§ **PAGE TEXT**:
■ ■ ■ ■ ■
Daniel Defoe's story of Robinson Crusoe, based on a real happening, told of a sailor marooned alone on a tropical island, surviving by his wits and will. It had an enormous appeal to readers worldwide. Similarly Robert Louis Stevenson's adventure story of pirates and buried gold, Treasure Island, gave the sea and seafaring an exciting allure.

The publication in 1851 of the novel Moby-Dick by the American author Herman Melville, with its story of a man's obsession to take revenge on a murderous white whale, became regarded as one of the best books ever written about the sea. It drew the attention of readers to the perils and privations of whaling in stormy waters.

An author who wrote compellingly about sailors and seafaring was Jozef Conrad, the Polish writer who settled in England. He spent some 20 years at sea between 1873 and 1894 and Conrad developed sharp insights into the human condition. He knew that mariners, like everyone else, were fallible human beings. The themes of courage and duty recur in some of his sea stories. At times of crisis seamen didn’t always measure up to the ideals. They weren’t always valiant.

Seafaring life was dramatically depicted in the early plays of the American playwright, Eugene O’Neill. Now accepted as America’s greatest playwright, it was said that he was obsessed and possessed by the sea.

In 1910 he shipped out as a seaman on cargo ships. He endured all the hardships of seafaring in those years. He absorbed the atmosphere of shipboard life, observing the effects of a hard existence on his fellow humans. Like many seafarers he got into the habit of heavy drinking. His dominating interest in seafarers and those who peopled the world of the waterfront – sailors, drifters, prostitutes, dockers – provided material for 15 of his first 25 plays.
■ ■ ■ ■ ■
§ **DATA PROVIDED**:
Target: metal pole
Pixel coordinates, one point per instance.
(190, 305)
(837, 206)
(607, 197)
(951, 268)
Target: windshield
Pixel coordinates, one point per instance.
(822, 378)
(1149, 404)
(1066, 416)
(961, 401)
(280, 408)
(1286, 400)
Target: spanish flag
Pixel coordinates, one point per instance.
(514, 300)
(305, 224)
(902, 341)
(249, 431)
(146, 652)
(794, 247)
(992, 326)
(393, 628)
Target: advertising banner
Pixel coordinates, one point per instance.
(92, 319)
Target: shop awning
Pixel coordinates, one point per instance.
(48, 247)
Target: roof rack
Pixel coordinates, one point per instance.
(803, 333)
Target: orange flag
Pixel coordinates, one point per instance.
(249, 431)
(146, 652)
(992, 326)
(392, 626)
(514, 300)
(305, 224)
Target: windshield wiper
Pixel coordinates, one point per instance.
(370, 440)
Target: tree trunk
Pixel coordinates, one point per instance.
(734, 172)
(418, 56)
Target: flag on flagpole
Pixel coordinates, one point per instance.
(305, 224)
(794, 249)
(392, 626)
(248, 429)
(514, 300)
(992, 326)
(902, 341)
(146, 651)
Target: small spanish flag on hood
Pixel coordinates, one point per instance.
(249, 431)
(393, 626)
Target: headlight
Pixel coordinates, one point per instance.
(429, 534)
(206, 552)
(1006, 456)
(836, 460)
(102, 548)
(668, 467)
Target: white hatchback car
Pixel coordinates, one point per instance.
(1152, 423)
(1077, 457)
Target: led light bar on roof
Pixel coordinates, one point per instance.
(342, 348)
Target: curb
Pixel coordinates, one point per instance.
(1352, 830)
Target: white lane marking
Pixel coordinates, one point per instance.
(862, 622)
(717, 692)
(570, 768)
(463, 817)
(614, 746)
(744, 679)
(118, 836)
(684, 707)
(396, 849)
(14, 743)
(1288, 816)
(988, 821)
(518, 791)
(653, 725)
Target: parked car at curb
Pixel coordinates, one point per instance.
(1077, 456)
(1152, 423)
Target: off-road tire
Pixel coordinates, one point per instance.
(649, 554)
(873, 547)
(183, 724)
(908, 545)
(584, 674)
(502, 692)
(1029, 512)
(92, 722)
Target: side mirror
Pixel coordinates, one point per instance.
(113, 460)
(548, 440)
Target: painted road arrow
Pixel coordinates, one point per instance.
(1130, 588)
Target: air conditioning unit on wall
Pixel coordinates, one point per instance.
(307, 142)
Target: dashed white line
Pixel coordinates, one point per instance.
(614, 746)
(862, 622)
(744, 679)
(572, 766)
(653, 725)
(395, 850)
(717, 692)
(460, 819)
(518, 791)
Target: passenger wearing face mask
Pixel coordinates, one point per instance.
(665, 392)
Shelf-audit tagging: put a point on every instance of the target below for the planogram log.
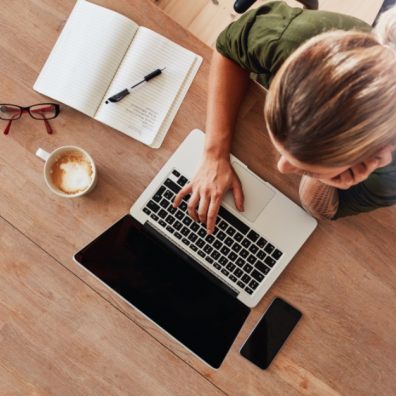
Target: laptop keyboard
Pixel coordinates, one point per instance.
(234, 249)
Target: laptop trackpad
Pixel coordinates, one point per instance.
(257, 193)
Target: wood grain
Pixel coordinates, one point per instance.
(343, 279)
(207, 18)
(57, 336)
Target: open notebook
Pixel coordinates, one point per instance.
(100, 53)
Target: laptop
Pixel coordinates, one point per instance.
(199, 288)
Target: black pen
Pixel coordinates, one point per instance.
(117, 97)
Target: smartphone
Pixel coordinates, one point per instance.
(270, 333)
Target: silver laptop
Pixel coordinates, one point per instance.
(248, 250)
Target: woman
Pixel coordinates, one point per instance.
(330, 110)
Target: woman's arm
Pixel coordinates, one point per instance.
(215, 176)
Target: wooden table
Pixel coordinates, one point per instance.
(63, 333)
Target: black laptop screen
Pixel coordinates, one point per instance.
(164, 286)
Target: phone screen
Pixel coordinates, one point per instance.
(270, 333)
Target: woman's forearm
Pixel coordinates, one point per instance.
(227, 86)
(318, 199)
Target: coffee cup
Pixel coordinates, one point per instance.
(69, 171)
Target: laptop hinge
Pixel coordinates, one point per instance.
(187, 258)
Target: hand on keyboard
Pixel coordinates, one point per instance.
(212, 180)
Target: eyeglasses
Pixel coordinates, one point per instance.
(40, 111)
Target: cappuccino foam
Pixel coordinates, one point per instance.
(71, 173)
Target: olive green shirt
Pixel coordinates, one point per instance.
(262, 39)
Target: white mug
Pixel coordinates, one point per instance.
(50, 158)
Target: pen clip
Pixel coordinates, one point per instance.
(118, 96)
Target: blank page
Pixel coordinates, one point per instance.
(141, 113)
(86, 57)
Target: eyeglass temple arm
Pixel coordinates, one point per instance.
(8, 127)
(48, 126)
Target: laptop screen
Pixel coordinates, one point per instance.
(185, 301)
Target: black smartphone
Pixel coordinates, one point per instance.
(270, 333)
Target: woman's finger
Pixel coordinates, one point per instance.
(203, 207)
(213, 210)
(192, 205)
(181, 194)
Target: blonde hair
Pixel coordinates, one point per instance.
(333, 101)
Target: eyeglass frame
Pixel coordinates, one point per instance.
(26, 109)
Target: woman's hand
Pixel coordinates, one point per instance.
(360, 172)
(213, 179)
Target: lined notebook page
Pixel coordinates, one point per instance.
(86, 57)
(141, 113)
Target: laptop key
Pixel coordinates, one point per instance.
(232, 256)
(221, 235)
(238, 237)
(208, 249)
(178, 236)
(225, 250)
(253, 249)
(170, 229)
(223, 225)
(154, 217)
(170, 219)
(231, 267)
(209, 238)
(240, 262)
(194, 226)
(253, 284)
(210, 260)
(261, 254)
(217, 245)
(241, 284)
(223, 260)
(185, 231)
(172, 186)
(153, 206)
(269, 248)
(162, 213)
(187, 221)
(270, 261)
(236, 247)
(257, 275)
(202, 232)
(192, 237)
(182, 181)
(246, 278)
(277, 254)
(244, 253)
(246, 243)
(201, 253)
(178, 225)
(229, 241)
(253, 236)
(215, 255)
(200, 243)
(169, 195)
(248, 268)
(233, 278)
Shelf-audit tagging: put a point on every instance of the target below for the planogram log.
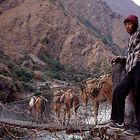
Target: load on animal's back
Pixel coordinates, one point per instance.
(97, 90)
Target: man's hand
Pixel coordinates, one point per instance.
(118, 60)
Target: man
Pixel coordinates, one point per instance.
(131, 80)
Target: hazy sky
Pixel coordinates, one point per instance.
(137, 2)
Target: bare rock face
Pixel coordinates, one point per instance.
(99, 16)
(27, 26)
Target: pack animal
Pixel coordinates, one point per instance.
(37, 107)
(97, 90)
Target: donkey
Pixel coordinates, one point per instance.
(97, 90)
(37, 107)
(69, 100)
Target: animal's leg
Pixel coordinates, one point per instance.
(68, 115)
(64, 119)
(96, 107)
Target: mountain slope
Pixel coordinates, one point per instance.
(124, 7)
(36, 26)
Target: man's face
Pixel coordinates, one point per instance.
(129, 26)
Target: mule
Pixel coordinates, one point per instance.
(37, 107)
(97, 90)
(69, 100)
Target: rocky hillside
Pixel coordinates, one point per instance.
■ ■ ■ ■ ■
§ **OBJECTIVE A**: Return the lines of the records starting with the line that contains "Target: rocky hillside" and going on through the end of the records.
§ **OBJECTIVE B**: Continue the text about the sea in literature from where it stops.
The records have nothing to do with the text about the sea in literature.

§ **EXERCISE RESPONSE A**:
Target: rocky hillside
Pixel coordinates, one point per instance.

§ **EXERCISE RESPONSE B**:
The Captain Hornblower novels of CS Forester and those of Patrick O’Brian gave a distinctly British slant to the clashes at sea with the French and Spanish during the Napoleonic wars. The doughty commanders and their stalwart crews always seem to emerge victorious from the smoke of thunderous bombardments, when sails and timbers are torn and shattered by shot and cannon-fire.

Many seafarers became accomplished storytellers themselves. A ship might be anchored for days in some bay or creek, waiting for a berth or waiting for orders. Men who were off duty sat round, delighting in telling yarns of happenings, serious, trivial or humorous; surviving storms in the North Atlantic in winter, enduring the searing heat in the Persian Gulf in summer, fights in dockside bars, encounters with women in smoky shoreside dives, captains good and bad. The same stories were retold, often with embellishments and exaggeration, when seafarers got home and went to the local pub to meet friends.

My first experience of maritime anecdotage was in the College of Science and Technology in Kevin Street in Dublin in the 1950s. I was part of a class studying for the Radio Officers Certificate, grappling with the intricacies of marine transmitters, receivers, echo-sounders and radar as well as the dots and dashes of the Morse Code. We were more or less penniless students, walking to classes or arriving on creaking bicycles.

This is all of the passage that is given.